■ **Activity**:
Would you return the lines that run from the start of the data below to the line with "Mark every instance of the denim", both included, exactly as written and without pictures?

[Stored data entries]
[Start of section]
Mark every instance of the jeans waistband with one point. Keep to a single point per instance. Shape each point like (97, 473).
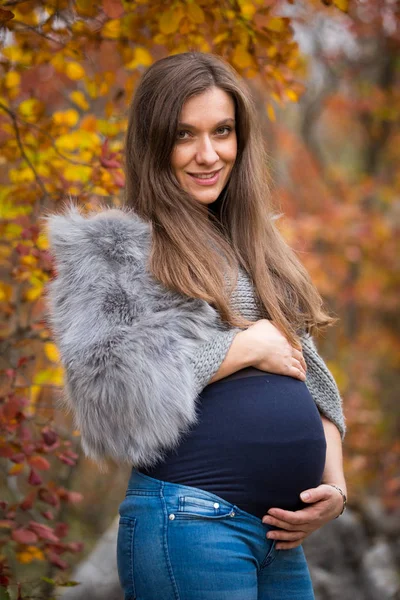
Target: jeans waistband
(142, 484)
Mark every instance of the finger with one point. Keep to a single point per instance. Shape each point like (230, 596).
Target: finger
(296, 372)
(268, 520)
(287, 545)
(322, 492)
(298, 355)
(296, 517)
(288, 536)
(296, 363)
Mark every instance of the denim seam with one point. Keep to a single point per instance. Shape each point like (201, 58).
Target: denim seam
(165, 543)
(271, 555)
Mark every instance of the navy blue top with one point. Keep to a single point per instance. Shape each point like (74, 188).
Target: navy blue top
(258, 443)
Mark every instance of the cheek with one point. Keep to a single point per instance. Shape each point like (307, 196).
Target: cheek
(178, 159)
(231, 151)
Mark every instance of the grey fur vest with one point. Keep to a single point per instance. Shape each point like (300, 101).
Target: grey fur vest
(128, 345)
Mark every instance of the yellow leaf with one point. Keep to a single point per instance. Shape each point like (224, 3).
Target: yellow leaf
(86, 8)
(51, 352)
(12, 79)
(160, 39)
(13, 53)
(68, 117)
(248, 10)
(79, 99)
(5, 292)
(52, 376)
(293, 97)
(141, 57)
(33, 293)
(112, 29)
(276, 24)
(169, 21)
(24, 175)
(241, 58)
(28, 260)
(195, 13)
(31, 109)
(74, 70)
(221, 37)
(77, 173)
(342, 4)
(271, 112)
(58, 62)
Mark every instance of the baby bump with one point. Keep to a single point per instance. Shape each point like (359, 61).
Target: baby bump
(258, 443)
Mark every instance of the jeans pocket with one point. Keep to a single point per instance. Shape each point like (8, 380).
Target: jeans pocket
(191, 507)
(125, 556)
(270, 556)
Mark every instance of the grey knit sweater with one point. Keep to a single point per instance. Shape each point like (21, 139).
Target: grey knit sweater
(319, 379)
(135, 354)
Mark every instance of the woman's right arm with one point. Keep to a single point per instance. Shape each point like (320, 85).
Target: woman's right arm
(264, 347)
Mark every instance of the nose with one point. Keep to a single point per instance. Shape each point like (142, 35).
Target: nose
(205, 152)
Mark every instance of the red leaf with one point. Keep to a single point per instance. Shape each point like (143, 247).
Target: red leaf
(43, 531)
(6, 452)
(27, 503)
(7, 524)
(12, 408)
(49, 436)
(39, 462)
(57, 561)
(48, 515)
(74, 497)
(34, 478)
(67, 460)
(47, 496)
(61, 529)
(18, 458)
(24, 536)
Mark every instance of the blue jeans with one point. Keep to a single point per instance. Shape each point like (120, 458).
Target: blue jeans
(177, 542)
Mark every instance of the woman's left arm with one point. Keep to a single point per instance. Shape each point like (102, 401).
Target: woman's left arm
(326, 502)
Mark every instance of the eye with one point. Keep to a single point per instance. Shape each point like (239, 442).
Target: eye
(181, 133)
(224, 130)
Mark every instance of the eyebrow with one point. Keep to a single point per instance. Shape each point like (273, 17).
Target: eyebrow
(223, 122)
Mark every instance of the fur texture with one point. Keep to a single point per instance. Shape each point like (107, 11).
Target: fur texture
(135, 354)
(125, 341)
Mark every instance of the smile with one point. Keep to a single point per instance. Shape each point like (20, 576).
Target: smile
(206, 178)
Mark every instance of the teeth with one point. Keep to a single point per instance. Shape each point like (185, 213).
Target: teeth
(204, 176)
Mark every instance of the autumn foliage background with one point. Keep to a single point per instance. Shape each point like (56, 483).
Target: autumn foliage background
(329, 109)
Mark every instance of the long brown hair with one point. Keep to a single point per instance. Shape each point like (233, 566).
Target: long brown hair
(193, 248)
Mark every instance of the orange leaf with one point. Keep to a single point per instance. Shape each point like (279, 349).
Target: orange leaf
(15, 469)
(113, 8)
(6, 15)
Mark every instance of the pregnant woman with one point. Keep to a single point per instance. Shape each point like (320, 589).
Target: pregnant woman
(184, 324)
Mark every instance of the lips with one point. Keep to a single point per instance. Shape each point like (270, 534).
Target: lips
(210, 174)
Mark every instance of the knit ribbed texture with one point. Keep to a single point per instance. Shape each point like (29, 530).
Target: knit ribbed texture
(319, 380)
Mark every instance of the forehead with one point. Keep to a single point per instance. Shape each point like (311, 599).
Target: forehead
(212, 105)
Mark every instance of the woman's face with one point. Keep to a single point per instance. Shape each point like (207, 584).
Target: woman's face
(206, 146)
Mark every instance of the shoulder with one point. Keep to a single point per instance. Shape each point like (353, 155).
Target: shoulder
(115, 233)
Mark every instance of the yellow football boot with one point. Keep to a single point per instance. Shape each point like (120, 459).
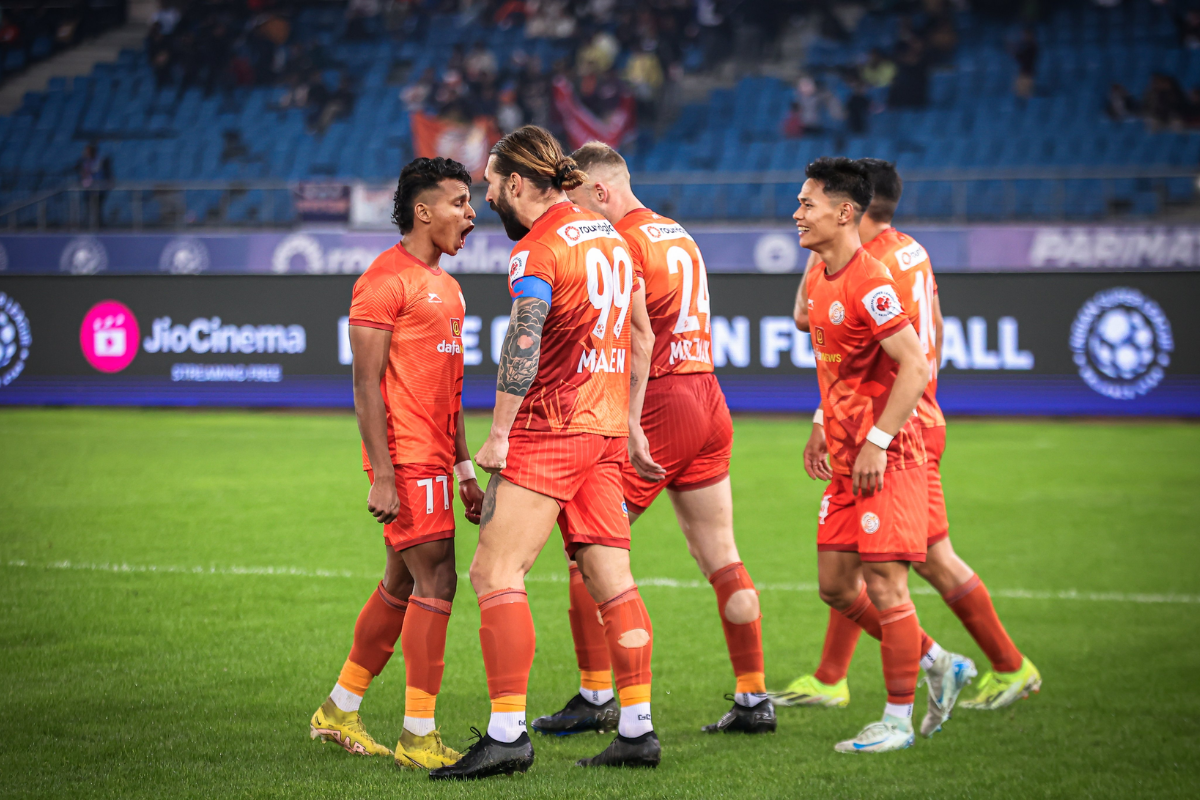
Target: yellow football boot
(330, 723)
(424, 752)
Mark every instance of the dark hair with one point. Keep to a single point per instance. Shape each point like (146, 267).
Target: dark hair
(418, 175)
(887, 185)
(845, 178)
(535, 155)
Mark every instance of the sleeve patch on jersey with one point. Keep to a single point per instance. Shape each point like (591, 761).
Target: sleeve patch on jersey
(882, 304)
(911, 256)
(574, 233)
(661, 233)
(516, 265)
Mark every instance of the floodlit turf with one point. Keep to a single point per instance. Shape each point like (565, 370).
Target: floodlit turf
(162, 681)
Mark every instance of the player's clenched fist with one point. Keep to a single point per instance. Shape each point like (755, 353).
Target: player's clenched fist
(472, 499)
(493, 455)
(869, 467)
(816, 456)
(382, 500)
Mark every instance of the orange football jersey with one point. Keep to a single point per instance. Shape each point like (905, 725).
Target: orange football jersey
(676, 292)
(849, 314)
(424, 308)
(582, 383)
(910, 268)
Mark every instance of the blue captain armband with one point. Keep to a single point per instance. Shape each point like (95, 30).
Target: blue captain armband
(532, 287)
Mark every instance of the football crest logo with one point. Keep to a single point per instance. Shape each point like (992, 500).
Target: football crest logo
(837, 313)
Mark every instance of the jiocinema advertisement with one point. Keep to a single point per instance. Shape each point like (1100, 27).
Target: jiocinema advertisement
(1024, 344)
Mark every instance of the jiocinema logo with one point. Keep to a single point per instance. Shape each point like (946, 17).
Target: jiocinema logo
(209, 335)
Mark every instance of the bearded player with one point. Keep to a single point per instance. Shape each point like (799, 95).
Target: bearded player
(556, 449)
(684, 425)
(871, 372)
(1012, 674)
(406, 329)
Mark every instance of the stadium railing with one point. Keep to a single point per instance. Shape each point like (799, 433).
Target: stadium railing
(1026, 193)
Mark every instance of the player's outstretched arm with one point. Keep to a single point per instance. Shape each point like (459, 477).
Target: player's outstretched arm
(641, 350)
(520, 356)
(370, 347)
(911, 379)
(801, 312)
(468, 488)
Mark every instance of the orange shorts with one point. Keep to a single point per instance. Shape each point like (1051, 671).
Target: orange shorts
(691, 437)
(889, 525)
(426, 505)
(939, 523)
(582, 473)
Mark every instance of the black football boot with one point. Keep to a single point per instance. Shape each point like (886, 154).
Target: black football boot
(742, 719)
(640, 751)
(489, 757)
(580, 716)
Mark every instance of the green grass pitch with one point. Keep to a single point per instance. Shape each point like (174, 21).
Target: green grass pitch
(249, 552)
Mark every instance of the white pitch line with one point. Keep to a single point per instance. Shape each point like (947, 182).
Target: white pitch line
(667, 583)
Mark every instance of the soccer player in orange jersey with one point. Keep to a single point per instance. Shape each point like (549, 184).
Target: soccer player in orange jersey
(1013, 675)
(406, 329)
(681, 440)
(556, 447)
(871, 372)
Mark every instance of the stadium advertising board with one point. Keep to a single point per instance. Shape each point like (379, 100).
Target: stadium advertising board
(774, 250)
(1061, 344)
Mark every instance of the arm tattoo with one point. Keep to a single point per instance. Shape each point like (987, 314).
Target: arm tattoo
(522, 347)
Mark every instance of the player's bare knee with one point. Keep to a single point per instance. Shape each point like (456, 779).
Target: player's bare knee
(742, 607)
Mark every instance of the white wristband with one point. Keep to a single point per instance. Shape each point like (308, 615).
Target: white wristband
(465, 470)
(880, 439)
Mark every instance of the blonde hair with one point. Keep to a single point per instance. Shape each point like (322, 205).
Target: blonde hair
(599, 155)
(535, 155)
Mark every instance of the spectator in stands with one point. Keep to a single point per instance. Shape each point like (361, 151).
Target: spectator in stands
(1026, 53)
(911, 85)
(1164, 103)
(1120, 104)
(879, 71)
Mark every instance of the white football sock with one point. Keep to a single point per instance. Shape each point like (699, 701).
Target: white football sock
(507, 726)
(597, 696)
(635, 720)
(930, 659)
(345, 699)
(749, 699)
(419, 726)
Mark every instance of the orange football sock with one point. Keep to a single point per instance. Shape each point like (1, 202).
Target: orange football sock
(424, 643)
(507, 635)
(744, 638)
(587, 631)
(901, 651)
(841, 637)
(376, 631)
(627, 626)
(972, 605)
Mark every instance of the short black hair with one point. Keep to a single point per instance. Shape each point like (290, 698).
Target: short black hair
(843, 176)
(887, 185)
(418, 175)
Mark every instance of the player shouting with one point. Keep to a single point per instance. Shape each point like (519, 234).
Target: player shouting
(871, 371)
(1013, 675)
(556, 449)
(406, 329)
(685, 427)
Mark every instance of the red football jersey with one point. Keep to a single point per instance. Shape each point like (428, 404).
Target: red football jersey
(676, 292)
(424, 310)
(910, 268)
(849, 314)
(582, 383)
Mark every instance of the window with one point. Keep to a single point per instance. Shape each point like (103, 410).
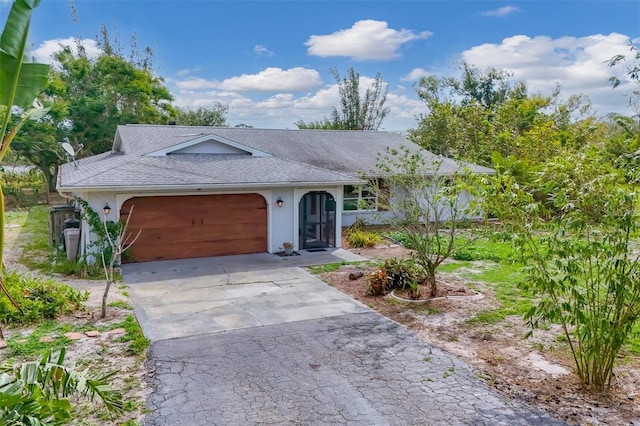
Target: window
(357, 198)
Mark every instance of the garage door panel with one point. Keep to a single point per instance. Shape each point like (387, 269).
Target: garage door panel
(147, 253)
(178, 227)
(212, 233)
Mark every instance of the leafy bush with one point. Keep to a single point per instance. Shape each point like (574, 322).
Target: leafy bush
(392, 274)
(400, 273)
(38, 392)
(582, 265)
(39, 299)
(359, 238)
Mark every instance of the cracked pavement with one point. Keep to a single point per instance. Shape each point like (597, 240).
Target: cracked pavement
(280, 347)
(356, 369)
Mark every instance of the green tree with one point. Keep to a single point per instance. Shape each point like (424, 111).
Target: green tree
(20, 83)
(109, 91)
(483, 112)
(39, 142)
(357, 111)
(431, 206)
(581, 262)
(215, 116)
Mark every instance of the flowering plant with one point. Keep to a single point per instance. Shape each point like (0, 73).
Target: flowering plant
(378, 282)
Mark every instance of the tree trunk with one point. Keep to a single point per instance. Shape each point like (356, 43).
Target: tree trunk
(104, 297)
(49, 177)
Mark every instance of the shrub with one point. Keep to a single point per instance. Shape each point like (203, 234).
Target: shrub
(39, 299)
(400, 273)
(358, 238)
(41, 392)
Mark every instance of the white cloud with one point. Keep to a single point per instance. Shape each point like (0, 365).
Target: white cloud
(282, 110)
(577, 64)
(261, 50)
(365, 40)
(415, 74)
(296, 79)
(187, 71)
(45, 51)
(501, 11)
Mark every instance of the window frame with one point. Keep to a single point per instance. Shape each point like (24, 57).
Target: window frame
(360, 199)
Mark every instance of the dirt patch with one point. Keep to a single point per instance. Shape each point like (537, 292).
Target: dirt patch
(103, 352)
(538, 370)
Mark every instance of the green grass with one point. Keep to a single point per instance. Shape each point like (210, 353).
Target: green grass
(454, 266)
(30, 347)
(37, 252)
(133, 334)
(329, 267)
(121, 304)
(16, 217)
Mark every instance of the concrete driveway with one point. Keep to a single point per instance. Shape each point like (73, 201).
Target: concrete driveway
(241, 343)
(198, 296)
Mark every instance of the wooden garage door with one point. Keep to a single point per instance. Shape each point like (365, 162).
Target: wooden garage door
(180, 227)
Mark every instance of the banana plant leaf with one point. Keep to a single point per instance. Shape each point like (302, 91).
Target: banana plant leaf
(20, 79)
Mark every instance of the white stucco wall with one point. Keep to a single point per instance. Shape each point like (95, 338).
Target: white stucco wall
(282, 222)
[End of section]
■ **Written answer**:
Mark every instance of the jeans waistband with one point. Keep to a single point per instance. Shape each point like (97, 473).
Target: jeans waistband
(142, 484)
Mark every instance of the finger with one point. Keep to a single point per instance. Shape each point like (230, 596).
Target: finger
(296, 372)
(268, 520)
(287, 545)
(322, 492)
(298, 355)
(296, 517)
(288, 536)
(296, 363)
Mark every instance of the denim seam with one point. Keep to a single point per instance. Shape each point like (201, 58).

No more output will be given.